**Kutipan Terpilih**
════════════════
Pengamat: Suap Karyawan BEI Tegaskan Kualitas IPO RI Abal-Abal

Mentari Puspadini, CNBC Indonesia
27 August 2024 18:14
Pengunjung melintas di depan layar pergerakan saham di Bursa Efek Indonesia, Jakarta, Senin, (5/8/2024). Koreksi Indeks Harga Saham Gabungan (IHSG) terpantau sudah mencapai 4% pada perdagangan sesi II. (CNBC Indonesia/Muhammad Sabki)
Foto: Pengunjung melintas di depan layar pergerakan saham di Bursa Efek Indonesia, Jakarta, Senin, (5/8/2024). Koreksi Indeks Harga Saham Gabungan (IHSG) terpantau sudah mencapai 4% pada perdagangan sesi II. (CNBC Indonesia/Muhammad Sabki)
════════════════
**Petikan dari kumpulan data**

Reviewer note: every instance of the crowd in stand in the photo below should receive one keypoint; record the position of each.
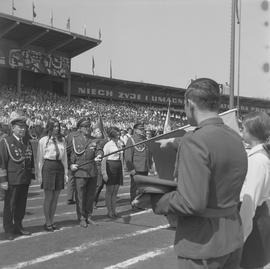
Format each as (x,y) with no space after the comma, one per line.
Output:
(39,105)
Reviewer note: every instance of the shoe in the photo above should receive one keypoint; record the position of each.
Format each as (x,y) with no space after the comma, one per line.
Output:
(111,216)
(21,231)
(48,228)
(55,227)
(9,236)
(83,223)
(91,222)
(115,215)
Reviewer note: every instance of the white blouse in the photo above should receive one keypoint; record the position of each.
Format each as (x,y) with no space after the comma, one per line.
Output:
(46,150)
(108,148)
(256,188)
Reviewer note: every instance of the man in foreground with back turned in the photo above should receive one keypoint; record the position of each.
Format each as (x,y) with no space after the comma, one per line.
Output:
(211,165)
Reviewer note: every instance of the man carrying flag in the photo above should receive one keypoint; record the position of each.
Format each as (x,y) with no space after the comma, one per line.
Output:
(138,158)
(211,165)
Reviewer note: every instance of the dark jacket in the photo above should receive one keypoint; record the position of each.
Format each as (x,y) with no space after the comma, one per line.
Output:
(83,150)
(138,157)
(16,161)
(211,166)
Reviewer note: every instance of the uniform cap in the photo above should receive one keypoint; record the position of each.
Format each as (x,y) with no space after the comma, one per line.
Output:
(83,122)
(17,119)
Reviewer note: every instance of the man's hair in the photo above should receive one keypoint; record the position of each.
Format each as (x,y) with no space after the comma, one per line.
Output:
(258,125)
(205,93)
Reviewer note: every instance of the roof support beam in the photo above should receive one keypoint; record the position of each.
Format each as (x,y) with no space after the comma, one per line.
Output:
(61,44)
(8,29)
(33,38)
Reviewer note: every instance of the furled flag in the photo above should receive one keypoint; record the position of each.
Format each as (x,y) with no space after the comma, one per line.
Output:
(93,65)
(99,34)
(167,125)
(110,68)
(68,23)
(51,18)
(99,124)
(33,10)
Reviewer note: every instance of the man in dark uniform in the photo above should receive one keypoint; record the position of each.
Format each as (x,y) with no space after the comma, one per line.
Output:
(71,187)
(84,149)
(211,166)
(138,159)
(16,172)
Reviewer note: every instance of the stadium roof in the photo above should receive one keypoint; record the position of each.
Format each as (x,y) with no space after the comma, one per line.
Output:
(126,83)
(29,33)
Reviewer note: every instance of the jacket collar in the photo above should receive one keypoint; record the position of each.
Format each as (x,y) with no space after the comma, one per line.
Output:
(255,149)
(211,121)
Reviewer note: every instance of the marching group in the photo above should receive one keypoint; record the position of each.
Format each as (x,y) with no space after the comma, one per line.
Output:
(86,159)
(222,198)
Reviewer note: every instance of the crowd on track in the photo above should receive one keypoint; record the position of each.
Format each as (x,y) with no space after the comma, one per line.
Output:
(39,105)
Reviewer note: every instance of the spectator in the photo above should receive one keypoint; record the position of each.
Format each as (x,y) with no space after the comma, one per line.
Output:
(255,194)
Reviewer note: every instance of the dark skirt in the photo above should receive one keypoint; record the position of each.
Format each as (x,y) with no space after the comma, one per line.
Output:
(114,172)
(256,250)
(53,175)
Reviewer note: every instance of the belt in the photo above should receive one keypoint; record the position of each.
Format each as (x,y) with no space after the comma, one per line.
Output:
(52,160)
(218,212)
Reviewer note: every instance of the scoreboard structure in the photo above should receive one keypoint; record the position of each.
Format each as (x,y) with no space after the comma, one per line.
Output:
(39,56)
(32,47)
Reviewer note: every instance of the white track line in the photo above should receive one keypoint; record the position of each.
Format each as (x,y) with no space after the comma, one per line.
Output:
(81,248)
(143,257)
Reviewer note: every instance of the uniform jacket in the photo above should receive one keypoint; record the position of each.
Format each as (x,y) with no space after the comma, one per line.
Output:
(82,150)
(16,161)
(211,165)
(138,157)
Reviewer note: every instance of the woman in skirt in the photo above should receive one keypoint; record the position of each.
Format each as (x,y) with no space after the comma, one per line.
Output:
(112,170)
(255,193)
(52,169)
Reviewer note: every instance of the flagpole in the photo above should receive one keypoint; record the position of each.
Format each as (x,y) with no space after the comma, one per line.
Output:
(51,18)
(239,58)
(232,60)
(12,8)
(158,137)
(110,68)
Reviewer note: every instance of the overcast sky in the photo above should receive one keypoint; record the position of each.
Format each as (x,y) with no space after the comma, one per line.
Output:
(165,42)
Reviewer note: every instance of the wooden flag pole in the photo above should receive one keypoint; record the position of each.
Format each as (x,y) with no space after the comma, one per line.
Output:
(152,138)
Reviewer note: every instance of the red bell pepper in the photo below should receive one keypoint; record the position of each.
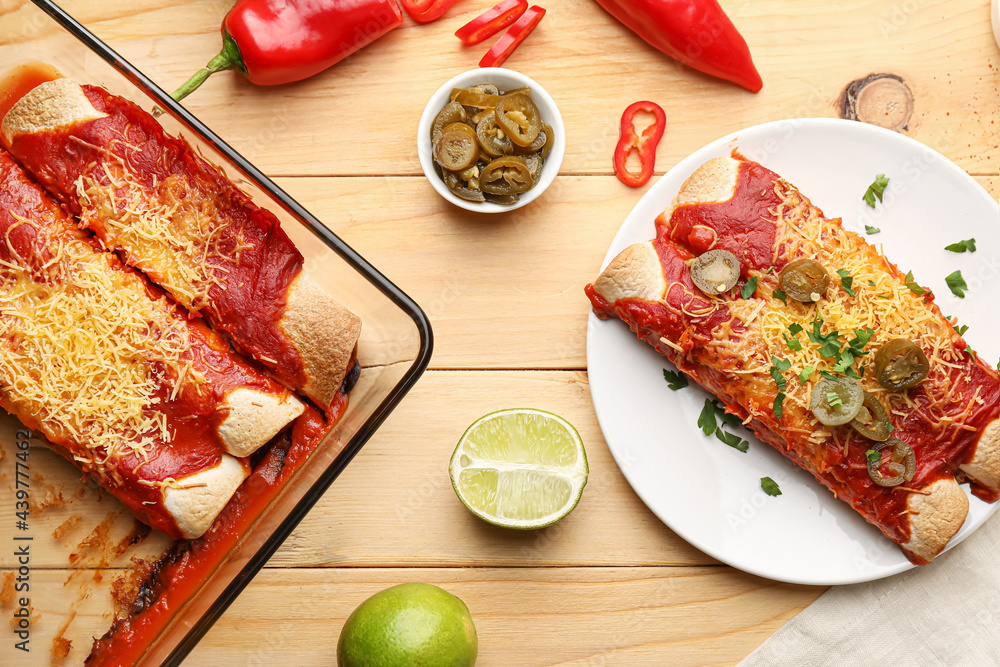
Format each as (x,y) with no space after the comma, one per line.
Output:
(425,11)
(695,32)
(517,33)
(491,21)
(280,41)
(644,144)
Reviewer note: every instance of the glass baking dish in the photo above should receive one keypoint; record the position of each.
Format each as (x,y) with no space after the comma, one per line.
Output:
(76,547)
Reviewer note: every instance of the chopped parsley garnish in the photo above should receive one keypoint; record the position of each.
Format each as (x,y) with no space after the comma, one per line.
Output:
(792,343)
(876,190)
(844,361)
(846,280)
(733,441)
(956,283)
(914,287)
(706,420)
(674,380)
(968,245)
(769,486)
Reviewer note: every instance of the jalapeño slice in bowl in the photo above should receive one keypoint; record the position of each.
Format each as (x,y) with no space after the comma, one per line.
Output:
(804,280)
(872,421)
(715,271)
(518,116)
(900,364)
(836,402)
(492,137)
(508,175)
(451,113)
(898,467)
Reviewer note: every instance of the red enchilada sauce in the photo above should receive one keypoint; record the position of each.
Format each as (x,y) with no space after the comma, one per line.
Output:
(745,226)
(251,300)
(31,225)
(179,575)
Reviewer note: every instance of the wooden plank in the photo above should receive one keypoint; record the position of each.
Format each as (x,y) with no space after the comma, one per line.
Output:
(361,117)
(394,505)
(565,616)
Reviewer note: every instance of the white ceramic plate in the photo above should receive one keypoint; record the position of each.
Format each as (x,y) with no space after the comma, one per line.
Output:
(709,493)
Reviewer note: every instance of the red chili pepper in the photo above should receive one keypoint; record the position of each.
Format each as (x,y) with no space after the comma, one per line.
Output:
(425,11)
(696,32)
(645,143)
(505,46)
(491,21)
(280,41)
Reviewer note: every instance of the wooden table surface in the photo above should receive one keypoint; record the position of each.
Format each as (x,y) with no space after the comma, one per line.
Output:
(609,585)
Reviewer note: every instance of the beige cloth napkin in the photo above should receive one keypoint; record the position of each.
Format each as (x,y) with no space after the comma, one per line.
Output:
(947,613)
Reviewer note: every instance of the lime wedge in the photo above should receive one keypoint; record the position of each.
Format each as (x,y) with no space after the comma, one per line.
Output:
(520,468)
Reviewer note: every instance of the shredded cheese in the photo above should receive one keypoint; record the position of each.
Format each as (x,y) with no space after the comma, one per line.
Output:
(170,229)
(85,351)
(756,328)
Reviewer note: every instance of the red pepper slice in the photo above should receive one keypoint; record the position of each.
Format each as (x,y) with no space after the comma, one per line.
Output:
(510,40)
(425,11)
(645,144)
(695,32)
(491,21)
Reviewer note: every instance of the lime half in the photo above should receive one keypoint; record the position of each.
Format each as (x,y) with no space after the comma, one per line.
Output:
(520,468)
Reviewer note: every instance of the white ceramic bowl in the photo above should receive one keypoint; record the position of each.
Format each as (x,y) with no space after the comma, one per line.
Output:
(504,79)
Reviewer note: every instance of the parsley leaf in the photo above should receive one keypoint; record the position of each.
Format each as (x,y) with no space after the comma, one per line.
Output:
(861,337)
(732,440)
(876,190)
(674,380)
(846,280)
(962,246)
(914,287)
(844,362)
(769,486)
(706,420)
(956,283)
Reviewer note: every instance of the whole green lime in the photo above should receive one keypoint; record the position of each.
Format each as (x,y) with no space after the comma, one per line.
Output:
(410,625)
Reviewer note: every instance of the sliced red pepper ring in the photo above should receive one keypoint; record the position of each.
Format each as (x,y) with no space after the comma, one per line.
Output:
(491,21)
(425,11)
(510,40)
(644,144)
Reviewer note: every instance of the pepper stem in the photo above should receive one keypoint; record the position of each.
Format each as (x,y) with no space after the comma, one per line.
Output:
(228,58)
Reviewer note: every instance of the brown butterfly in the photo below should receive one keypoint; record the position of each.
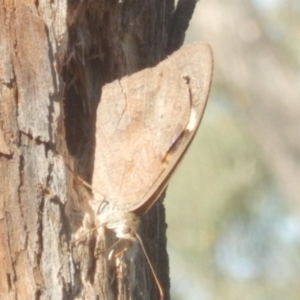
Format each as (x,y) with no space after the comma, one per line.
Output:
(145,124)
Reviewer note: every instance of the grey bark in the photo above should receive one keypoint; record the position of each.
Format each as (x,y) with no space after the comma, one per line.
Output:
(55,57)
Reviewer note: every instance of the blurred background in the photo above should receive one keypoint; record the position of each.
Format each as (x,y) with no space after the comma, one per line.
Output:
(233,207)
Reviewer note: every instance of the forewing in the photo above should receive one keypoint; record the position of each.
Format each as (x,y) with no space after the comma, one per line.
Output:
(145,123)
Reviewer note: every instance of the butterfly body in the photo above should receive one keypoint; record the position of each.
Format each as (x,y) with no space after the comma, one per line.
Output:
(145,124)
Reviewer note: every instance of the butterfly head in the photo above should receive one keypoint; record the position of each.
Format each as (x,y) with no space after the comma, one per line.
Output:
(124,224)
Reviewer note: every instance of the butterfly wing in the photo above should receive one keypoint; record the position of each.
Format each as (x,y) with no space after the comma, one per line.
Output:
(145,123)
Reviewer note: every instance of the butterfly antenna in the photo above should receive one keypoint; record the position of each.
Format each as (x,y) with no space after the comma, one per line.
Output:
(161,293)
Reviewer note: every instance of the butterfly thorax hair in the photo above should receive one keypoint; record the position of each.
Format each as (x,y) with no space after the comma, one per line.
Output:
(124,224)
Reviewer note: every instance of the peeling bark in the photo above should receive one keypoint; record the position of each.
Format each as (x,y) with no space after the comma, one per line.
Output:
(55,57)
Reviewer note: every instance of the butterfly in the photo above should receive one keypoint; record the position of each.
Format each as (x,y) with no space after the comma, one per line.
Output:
(145,124)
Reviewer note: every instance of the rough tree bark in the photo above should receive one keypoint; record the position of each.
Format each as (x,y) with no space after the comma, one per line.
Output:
(55,57)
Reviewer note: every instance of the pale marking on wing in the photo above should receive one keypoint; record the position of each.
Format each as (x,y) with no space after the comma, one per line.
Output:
(193,122)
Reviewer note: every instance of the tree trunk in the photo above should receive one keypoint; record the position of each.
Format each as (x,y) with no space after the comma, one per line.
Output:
(55,57)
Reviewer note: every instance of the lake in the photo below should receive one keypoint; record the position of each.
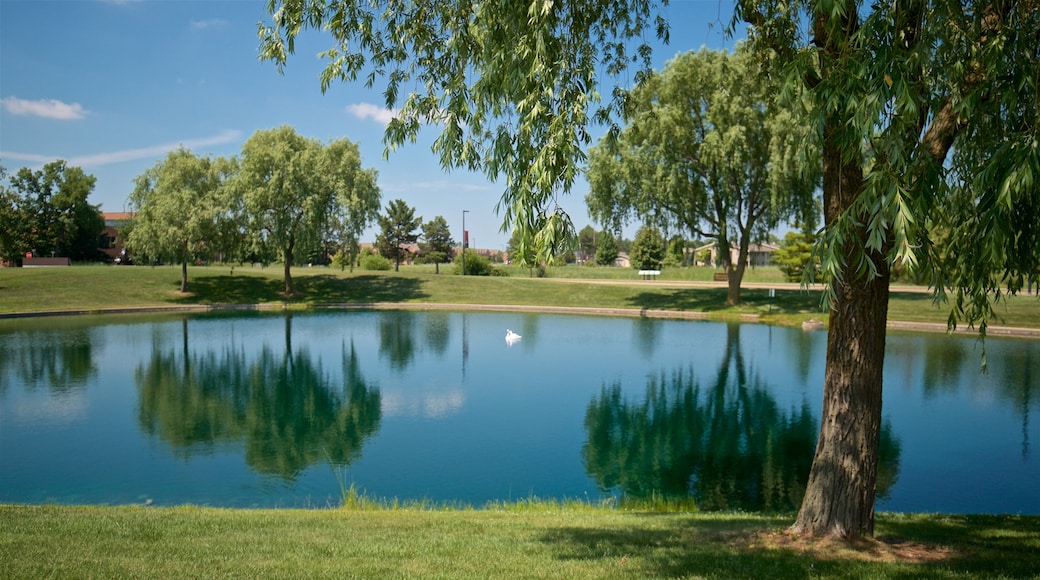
════════════════
**Yang Diharapkan**
Tuliskan lanjutan artikel berita tentang suap karyawan BEI dan kualitas IPO, dimulai tepat setelah keterangan foto terakhir.

**Jawaban Soal**
Jakarta, CNBC Indonesia - Pengamat pasar modal menilai kasus dugaan suap gratifikasi yang dilakukan karyawan Bursa Efek Indonesia (BEI) semakin menunjukkan adanya penurunan kualitas IPO di bursa.

Pengamat Pasar Modal Teguh Hidayat mengatakan, kasus ini berkaitan dengan fenomena dimana bursa dihujani emiten baru yang kurang berkualitas. Di tahun 2023 saja, sudah ada 80 saham baru melantai di bursa, atau setara 10% dari total saham yang terdaftar di BEI.

"Dari sekian banyak yang IPO, tidak ada yang layak investasi. Ini istilahnya perusahaan abal-abal. Jadi ya setelah terungkap kasus ini, ya menjelaskan jadinya," ungkap teguh kepada CNBC Indonesia, Selasa, (27/8/2024).

Menurut Teguh, tanpa kasus ini pun kepercayaan investor ke BEI saat ini sudah terjun bebas. Hal ini bisa dilihat dari Rata-rata Nilai Transaksi Harian (RNTH) yang lesu.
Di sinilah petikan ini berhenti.